INSTRUCTIONS TO FOLLOW: Word for word, restate the records that come next, omitting the images.

INPUT DATA:
- - - - -
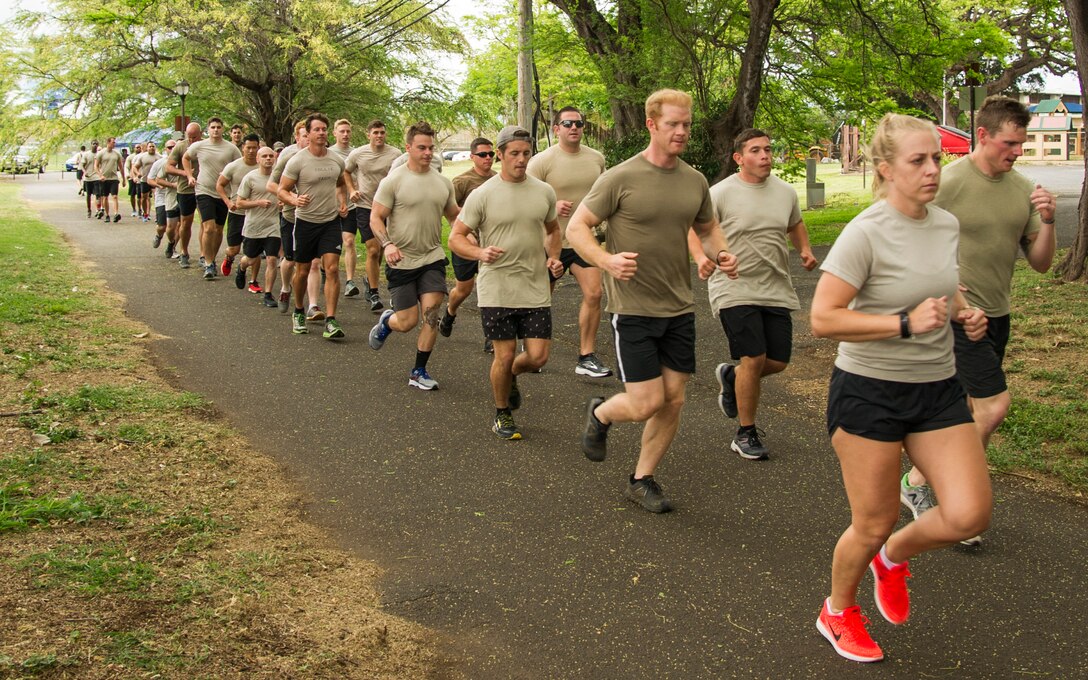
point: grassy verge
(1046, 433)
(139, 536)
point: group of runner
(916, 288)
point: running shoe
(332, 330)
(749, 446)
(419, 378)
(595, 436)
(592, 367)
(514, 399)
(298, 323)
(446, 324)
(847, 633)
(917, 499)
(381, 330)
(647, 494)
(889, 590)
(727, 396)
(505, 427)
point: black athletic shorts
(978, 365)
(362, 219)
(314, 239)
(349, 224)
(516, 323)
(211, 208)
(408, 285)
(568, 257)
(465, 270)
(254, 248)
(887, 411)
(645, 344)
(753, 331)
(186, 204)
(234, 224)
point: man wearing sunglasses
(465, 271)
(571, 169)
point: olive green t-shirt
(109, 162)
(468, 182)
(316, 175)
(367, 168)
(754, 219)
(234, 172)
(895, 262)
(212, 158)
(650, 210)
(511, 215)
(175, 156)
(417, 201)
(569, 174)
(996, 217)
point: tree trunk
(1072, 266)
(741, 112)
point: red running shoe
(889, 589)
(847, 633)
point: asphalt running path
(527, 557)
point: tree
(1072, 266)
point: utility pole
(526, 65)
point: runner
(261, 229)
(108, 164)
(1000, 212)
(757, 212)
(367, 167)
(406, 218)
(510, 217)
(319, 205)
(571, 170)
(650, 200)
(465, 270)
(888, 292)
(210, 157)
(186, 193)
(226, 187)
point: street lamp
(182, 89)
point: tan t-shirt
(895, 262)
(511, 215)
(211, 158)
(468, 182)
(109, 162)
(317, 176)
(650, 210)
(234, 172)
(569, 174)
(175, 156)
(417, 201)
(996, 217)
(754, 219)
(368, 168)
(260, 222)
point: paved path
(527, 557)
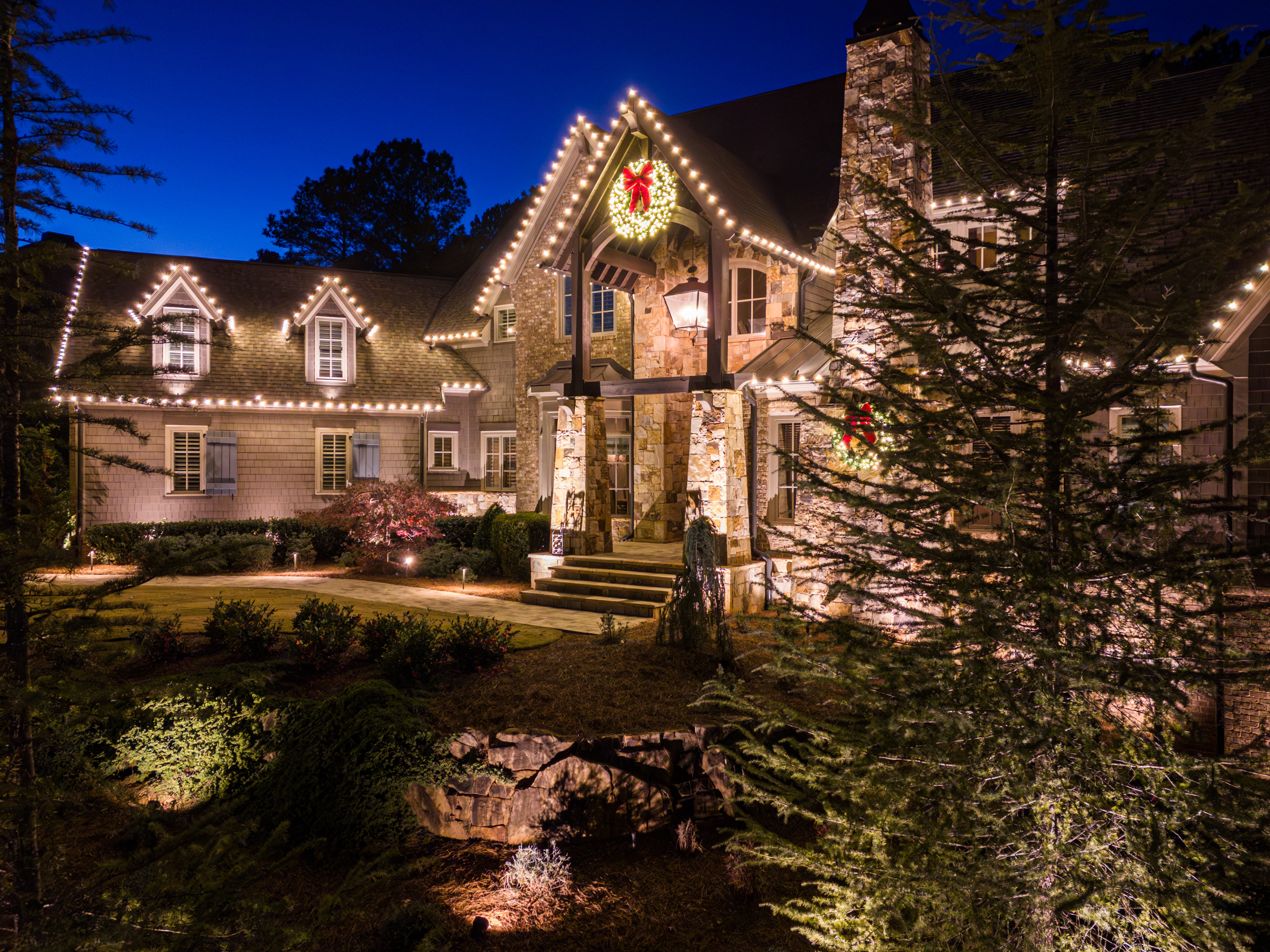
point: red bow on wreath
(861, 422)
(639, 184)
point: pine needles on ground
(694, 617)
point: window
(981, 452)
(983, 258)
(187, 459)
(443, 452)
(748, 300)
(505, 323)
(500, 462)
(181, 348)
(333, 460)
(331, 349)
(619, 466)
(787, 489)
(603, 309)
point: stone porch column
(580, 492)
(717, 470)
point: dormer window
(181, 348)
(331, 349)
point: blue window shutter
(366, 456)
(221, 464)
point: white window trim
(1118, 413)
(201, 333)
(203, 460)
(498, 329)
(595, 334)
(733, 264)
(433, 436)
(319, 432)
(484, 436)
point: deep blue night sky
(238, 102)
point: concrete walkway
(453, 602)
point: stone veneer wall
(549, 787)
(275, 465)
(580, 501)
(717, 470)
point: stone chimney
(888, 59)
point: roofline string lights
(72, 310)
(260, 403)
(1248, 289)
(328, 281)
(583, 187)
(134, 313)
- - - - -
PROBLEM SOLUTION:
point: grassy verge
(1046, 433)
(139, 536)
point: group of runner
(916, 288)
point: running shoe
(332, 330)
(749, 446)
(419, 378)
(595, 436)
(592, 367)
(514, 399)
(298, 323)
(446, 324)
(847, 633)
(917, 499)
(381, 330)
(647, 494)
(889, 590)
(727, 396)
(505, 427)
point: black athletic shorts
(978, 365)
(362, 219)
(314, 239)
(349, 224)
(516, 323)
(211, 208)
(408, 285)
(568, 257)
(465, 270)
(254, 248)
(887, 411)
(645, 344)
(753, 331)
(186, 204)
(234, 224)
point: man wearing sunglasses
(465, 271)
(571, 169)
point: olive green t-shirt
(109, 162)
(468, 182)
(316, 175)
(367, 168)
(754, 219)
(234, 172)
(895, 262)
(212, 158)
(650, 210)
(511, 215)
(175, 156)
(417, 201)
(569, 174)
(996, 217)
point: tree trunk
(1072, 266)
(741, 112)
point: red running shoe
(889, 589)
(847, 633)
point: asphalt running path
(527, 557)
point: tree
(1072, 266)
point: utility pole
(526, 65)
point: runner
(261, 229)
(108, 164)
(1000, 212)
(757, 212)
(367, 167)
(406, 218)
(510, 217)
(319, 205)
(571, 170)
(650, 200)
(465, 270)
(888, 292)
(210, 157)
(186, 193)
(226, 187)
point: street lamp
(182, 89)
point: tan t-shirt
(895, 262)
(511, 215)
(211, 158)
(468, 182)
(109, 162)
(317, 176)
(650, 210)
(234, 172)
(569, 174)
(175, 156)
(417, 201)
(996, 217)
(754, 219)
(368, 168)
(260, 222)
point: paved path
(527, 557)
point: red bow on wreath
(861, 422)
(639, 184)
point: pine needles on ground
(694, 617)
point: window
(981, 452)
(983, 258)
(187, 459)
(443, 452)
(748, 300)
(505, 323)
(500, 462)
(181, 348)
(333, 460)
(331, 349)
(619, 466)
(787, 489)
(603, 309)
point: stone porch column
(580, 492)
(717, 470)
point: dormer window
(181, 348)
(331, 349)
point: blue window shutter
(366, 456)
(221, 464)
point: white window trim
(1118, 413)
(201, 333)
(203, 460)
(498, 329)
(595, 334)
(733, 264)
(433, 436)
(319, 432)
(484, 436)
point: deep blue night sky
(238, 102)
point: concrete walkway
(453, 602)
point: stone veneer wall
(549, 787)
(275, 465)
(580, 501)
(717, 470)
point: stone chimney
(888, 59)
point: roofline string lights
(72, 310)
(260, 403)
(1248, 289)
(328, 281)
(583, 187)
(134, 313)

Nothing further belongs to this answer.